Jordan Spieth Is Trying to Play His Way Back Into Old Form: ‘It’s a Patience Test’

Jordan Spieth made an impressive run on Saturday, briefly tying for the lead after birdieing six of his first nine holes and settling for an 8-under-par 63 at the John Deere Classic, his lowest score in more than a year.

It was fitting that Spieth stirred up a supportive gallery at TPC Deere Run as only a few days earlier, the three-time major champion went down memory lane, recounting some of his earlier days at the Illinois tournament and offering a reminder of his fast ascent into the world of professional golf.

In 2013, as a 19-year-old without full status on the PGA Tour, Spieth holed a bunker shot to force a sudden-death playoff that he won for his first victory, earning a spot in the following week’s British Open.

Two years later, he won again, setting the stage for a dramatic week at St. Andrews, where Spieth arrived overnight at the Home of Golf and made a spirited run at winning a third straight major championship in 2015 before finishing a shot back of a playoff.

“It was kind of a dream-come-true ride, and I just kind of went where I needed to go and didn’t ask questions and just played golf,” Spieth said. “Now things are quite a bit different in what you can schedule and how you set your season and whatnot. A lot of times it’s hard. You want to play every week and you just can’t do it.

“Getting close to it this year, but back then it was like, well, I’ll just go where I need to go. I’m in next week? O.K., great. I’ll go there.

“I feel in some ways the same, but in a lot of ways decently far removed given most of my life is off the golf course and it’s quite a bit different.”

Data listing:
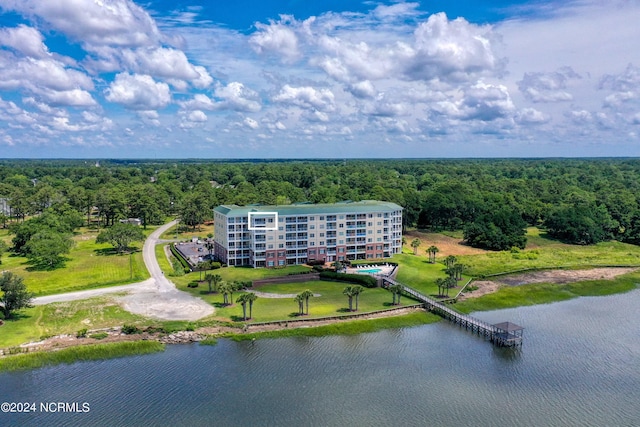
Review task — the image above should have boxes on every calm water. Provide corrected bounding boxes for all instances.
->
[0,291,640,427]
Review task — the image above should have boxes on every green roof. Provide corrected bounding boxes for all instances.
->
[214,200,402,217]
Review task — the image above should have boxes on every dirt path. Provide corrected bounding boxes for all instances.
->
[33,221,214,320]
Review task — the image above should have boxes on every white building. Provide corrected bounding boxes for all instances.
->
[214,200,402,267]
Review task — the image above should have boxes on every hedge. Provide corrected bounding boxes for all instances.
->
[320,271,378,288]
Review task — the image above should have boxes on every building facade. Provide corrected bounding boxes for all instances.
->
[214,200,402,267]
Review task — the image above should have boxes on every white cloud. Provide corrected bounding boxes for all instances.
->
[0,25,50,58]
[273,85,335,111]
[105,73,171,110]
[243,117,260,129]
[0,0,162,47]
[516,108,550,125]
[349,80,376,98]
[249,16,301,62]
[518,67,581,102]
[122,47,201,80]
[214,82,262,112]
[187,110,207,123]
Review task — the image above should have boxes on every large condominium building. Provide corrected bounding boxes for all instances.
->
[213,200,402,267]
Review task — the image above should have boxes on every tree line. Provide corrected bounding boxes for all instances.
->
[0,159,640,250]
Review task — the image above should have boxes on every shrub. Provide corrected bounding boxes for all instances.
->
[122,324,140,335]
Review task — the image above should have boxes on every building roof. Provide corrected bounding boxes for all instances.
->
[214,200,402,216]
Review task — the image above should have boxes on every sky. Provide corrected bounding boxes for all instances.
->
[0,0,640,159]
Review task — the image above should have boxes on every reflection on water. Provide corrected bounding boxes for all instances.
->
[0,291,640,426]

--

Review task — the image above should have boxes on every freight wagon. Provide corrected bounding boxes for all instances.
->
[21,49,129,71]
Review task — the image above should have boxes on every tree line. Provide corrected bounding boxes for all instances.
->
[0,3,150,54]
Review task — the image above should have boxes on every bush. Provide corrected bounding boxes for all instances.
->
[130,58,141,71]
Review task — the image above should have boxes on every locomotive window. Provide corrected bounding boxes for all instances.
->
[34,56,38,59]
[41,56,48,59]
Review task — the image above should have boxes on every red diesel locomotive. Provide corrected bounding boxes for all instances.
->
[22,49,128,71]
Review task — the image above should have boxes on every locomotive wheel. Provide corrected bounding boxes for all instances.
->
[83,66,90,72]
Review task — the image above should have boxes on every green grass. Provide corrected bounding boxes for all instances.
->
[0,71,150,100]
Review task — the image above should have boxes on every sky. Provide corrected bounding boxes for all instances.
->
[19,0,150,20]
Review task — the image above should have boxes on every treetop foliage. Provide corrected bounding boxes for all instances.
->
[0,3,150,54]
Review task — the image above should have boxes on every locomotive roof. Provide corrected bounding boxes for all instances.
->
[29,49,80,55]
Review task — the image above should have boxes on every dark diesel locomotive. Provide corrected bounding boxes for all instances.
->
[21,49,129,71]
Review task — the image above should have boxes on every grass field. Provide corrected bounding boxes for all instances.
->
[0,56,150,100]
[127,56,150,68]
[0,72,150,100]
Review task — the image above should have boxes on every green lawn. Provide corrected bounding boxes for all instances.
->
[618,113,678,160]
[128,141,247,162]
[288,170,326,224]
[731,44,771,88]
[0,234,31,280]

Tasks to complete:
[A] According to the article about Jordan Spieth, what score did he settle for on Saturday at the John Deere Classic?
[B] Continue the article about Jordan Spieth from the point where it stops.
The items have no connection to the article about Jordan Spieth.

Task-by-task results:
[A] An 8-under-par 63.

[B]
Spieth is 30 now, married and the father of two. He faded to a T26 finish Sunday in his first visit to the John Deere since that 2015 victory.

A year later, the tournament was scheduled for the same week as the Olympic Golf Tournament, of which Spieth opted out. Feeling it was wrong to skip the Olympics and play the Deere, he skipped that event too—and didn’t return until this year.

When Spieth didn’t win the Open in 2015, many believed the Deere victory and the subsequent travel took its toll. It created a “what-if” scenario that he readily dismisses.

“I was in control of the tournament with two holes to go at St. Andrews and just needed to go par-par for a playoff or par-birdie to win,” he said of the playoff he missed by one shot. (Zach Johnson won over Marc Leishman and Louis Oosthuizen; Spieth bogeyed the Road Hole, the 17th.) So I certainly—I wasn’t off to a slow start. I was 21, too, so like the bounce back … I had no regrets by the end of that week.

“It was just part of my schedule and it was the week before and I like playing into majors when I can, especially in those early years. We had Akron right into the PGA (Championship) late in the season. I played into the Masters every year regardless where it was. I tried to play into the Open.”

That was part of a dream year for Spieth that saw him win five times, including the two majors and the Tour Championship.

He won twice the following year and three times in 2017, including the Open at Royal Birkdale.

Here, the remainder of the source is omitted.